:: Instruction ::
In the passage on joint LUT and GS-based CD pre-compensation, what receiver sensitivity was reached with the 7-symbol LUT and GS-based algorithm?

4.1. Joint LUT and GS-Based CD Pre-Compensation Algorithm at the Transmitter

GS shows clear advantages in compensating for CD-induced power fading under 40 km SSMF transmission. As shown in Figure 6, the value of BER was reduced with the help of the GS-based CD pre-compensation algorithm. However, the BER arrived at an error floor when increasing the number of FFE taps. The reason is that FIR-based FFE algorithm is a linear equalizer. It is important to compensate for residual ISI for improving the system performance when there is no nonlinearity or weak nonlinearity. Based on the premise that dispersion and PD work together to produce nonlinear distortion, when the modulator nonlinearity is large, the GS algorithm alone cannot compensate for power fading. After using the LUT algorithm, the system nonlinearity was mostly compensated. The joint LUT and GS-based CD pre-compensation algorithm can reach the threshold of 3.8 × 10⁻³. As shown in Figure 6, the BER decreased gradually when increasing the number of taps. After 125 taps, the decreasing trend of BER was no longer obvious. Thus, we fixed the tap number at 125 in the subsequent simulations in this subsection.

We then investigated the BER versus ROP, as shown in Figure 7. The BER was 3 × 10⁻² when the GS-based CD pre-compensation algorithm was absent. After using the GS-based CD pre-compensation algorithm, the BER dropped to 1.5 × 10⁻². However, the existence of nonlinearity seriously affected the performance of the system. The joint LUT and GS-based CD pre-compensation algorithm showed improved performance. The LUT considering more symbols performed better. The receiver sensitivity arrived at −4 dBm with the help of the 7-symbol LUT and GS-based CD pre-compensation algorithm.

:: Stored rows ::
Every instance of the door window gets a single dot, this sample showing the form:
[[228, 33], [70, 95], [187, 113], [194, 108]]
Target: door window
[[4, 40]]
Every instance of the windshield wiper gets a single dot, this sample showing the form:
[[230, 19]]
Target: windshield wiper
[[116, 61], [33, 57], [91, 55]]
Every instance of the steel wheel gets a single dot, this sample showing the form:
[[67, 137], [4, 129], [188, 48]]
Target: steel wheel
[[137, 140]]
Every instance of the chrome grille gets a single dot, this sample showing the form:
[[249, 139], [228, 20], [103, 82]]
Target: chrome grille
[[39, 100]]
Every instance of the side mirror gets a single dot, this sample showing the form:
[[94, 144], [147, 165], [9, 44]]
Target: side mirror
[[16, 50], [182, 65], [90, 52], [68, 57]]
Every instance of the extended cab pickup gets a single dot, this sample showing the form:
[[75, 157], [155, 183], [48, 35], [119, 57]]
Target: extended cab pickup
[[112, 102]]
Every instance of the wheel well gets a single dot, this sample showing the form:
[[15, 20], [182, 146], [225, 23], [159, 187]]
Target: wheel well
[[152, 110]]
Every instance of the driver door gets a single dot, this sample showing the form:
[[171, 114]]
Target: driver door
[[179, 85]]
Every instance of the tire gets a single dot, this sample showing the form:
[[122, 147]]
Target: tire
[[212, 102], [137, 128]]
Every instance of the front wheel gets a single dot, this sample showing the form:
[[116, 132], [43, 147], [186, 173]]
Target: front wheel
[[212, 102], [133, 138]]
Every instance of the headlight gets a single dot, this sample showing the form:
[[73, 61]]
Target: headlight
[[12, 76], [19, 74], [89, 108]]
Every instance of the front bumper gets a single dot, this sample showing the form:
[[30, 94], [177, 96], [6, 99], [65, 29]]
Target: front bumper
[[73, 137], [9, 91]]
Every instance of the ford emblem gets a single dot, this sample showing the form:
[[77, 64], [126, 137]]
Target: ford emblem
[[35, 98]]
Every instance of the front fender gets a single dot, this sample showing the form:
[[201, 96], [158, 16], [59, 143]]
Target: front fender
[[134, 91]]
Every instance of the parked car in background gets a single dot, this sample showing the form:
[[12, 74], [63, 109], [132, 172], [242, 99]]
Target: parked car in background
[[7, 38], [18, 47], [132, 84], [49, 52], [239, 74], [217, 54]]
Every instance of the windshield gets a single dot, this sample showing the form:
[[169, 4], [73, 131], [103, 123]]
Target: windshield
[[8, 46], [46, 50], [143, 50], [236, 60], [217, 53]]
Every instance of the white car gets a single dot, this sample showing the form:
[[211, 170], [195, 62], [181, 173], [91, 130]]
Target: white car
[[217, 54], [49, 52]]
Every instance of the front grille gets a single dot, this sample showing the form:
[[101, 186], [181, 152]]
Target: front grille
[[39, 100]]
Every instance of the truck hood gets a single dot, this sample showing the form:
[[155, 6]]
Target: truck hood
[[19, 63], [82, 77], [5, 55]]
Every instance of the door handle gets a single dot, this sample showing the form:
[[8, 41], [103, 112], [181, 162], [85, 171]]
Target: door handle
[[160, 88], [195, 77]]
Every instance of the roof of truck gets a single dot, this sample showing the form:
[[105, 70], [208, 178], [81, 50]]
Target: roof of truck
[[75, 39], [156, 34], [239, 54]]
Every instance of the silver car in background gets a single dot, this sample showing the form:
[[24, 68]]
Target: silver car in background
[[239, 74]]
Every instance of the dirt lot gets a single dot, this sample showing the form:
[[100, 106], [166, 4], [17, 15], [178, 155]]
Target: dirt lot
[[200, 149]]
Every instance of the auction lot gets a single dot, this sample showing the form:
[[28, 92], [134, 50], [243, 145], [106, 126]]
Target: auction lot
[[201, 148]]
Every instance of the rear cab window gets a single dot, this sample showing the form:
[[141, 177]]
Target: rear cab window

:: Answer to the task ::
−4 dBm